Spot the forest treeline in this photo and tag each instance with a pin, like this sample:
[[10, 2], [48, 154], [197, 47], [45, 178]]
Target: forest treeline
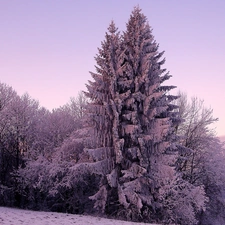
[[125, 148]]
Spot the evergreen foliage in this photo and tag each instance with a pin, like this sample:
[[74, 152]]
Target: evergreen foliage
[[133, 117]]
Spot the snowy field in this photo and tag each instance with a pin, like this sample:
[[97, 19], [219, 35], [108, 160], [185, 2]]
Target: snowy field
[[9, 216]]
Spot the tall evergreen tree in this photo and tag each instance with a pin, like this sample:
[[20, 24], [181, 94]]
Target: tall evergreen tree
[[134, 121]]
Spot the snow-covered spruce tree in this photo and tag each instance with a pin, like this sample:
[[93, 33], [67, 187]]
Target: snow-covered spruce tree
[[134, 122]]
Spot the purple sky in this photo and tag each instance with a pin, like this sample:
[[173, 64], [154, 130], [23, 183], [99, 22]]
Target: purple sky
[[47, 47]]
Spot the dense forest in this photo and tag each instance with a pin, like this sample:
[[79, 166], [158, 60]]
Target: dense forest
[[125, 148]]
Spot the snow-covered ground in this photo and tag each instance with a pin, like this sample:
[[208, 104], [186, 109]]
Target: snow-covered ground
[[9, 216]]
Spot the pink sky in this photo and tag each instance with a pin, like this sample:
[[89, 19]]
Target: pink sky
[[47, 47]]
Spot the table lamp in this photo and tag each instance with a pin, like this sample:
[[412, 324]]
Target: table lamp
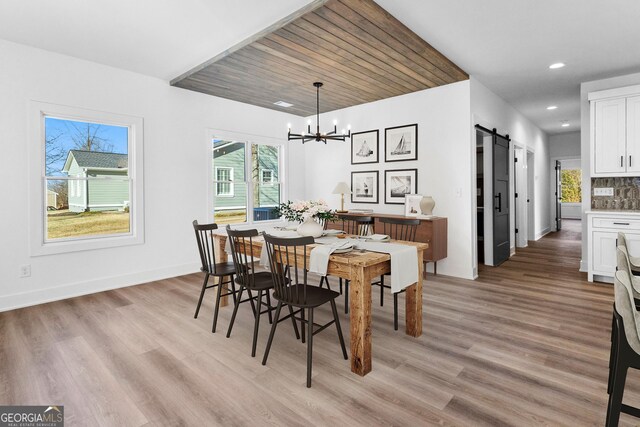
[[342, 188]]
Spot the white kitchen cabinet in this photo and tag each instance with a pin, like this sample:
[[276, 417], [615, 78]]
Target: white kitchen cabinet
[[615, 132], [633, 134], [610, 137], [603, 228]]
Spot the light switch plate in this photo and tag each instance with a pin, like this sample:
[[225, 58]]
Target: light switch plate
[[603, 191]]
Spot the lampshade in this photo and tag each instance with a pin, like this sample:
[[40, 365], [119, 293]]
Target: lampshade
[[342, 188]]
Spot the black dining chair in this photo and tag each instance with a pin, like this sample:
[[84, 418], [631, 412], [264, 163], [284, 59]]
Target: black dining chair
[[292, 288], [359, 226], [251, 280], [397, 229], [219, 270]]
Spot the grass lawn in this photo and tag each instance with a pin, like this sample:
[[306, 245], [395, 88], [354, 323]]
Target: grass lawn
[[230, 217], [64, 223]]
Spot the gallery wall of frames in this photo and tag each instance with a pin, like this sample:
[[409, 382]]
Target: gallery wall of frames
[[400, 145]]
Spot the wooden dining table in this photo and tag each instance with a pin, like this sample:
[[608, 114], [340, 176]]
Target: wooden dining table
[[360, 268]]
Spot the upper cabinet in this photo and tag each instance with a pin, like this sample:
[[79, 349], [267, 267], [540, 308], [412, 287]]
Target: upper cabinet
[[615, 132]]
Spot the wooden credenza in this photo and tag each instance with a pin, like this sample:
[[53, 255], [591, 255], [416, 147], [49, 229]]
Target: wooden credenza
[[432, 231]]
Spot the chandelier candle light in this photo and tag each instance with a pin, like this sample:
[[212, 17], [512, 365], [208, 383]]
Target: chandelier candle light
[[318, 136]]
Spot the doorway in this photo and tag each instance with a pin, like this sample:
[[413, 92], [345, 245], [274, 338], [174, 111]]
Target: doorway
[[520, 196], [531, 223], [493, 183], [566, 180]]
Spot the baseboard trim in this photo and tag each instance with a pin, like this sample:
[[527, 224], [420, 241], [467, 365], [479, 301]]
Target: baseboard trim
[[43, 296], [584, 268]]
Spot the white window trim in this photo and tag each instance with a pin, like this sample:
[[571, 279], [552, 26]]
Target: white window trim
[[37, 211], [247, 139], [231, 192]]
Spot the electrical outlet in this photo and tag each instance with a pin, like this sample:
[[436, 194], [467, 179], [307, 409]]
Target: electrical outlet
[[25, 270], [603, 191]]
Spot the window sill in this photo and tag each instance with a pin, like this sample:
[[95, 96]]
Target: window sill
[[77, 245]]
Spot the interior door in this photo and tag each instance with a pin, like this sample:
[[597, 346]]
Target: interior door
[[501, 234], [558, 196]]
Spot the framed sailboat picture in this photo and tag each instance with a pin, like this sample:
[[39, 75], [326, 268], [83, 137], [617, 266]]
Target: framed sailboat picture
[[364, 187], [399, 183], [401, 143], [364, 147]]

**Short problem**
Convert the lines in the stretch from the one containing "Spot the grass" through the one containing "[[230, 217], [64, 223]]" into a Markdown table with the columns Row and Content. Number each line in order, and leave out any blank lines.

**Exercise result**
| Row | Content |
|---|---|
| 1 | Spot the grass lawn in this photo and tag each instance with a pin, like this sample: |
| 2 | [[306, 245], [395, 88], [354, 323]] |
| 3 | Target: grass lawn |
| 4 | [[230, 217], [64, 223]] |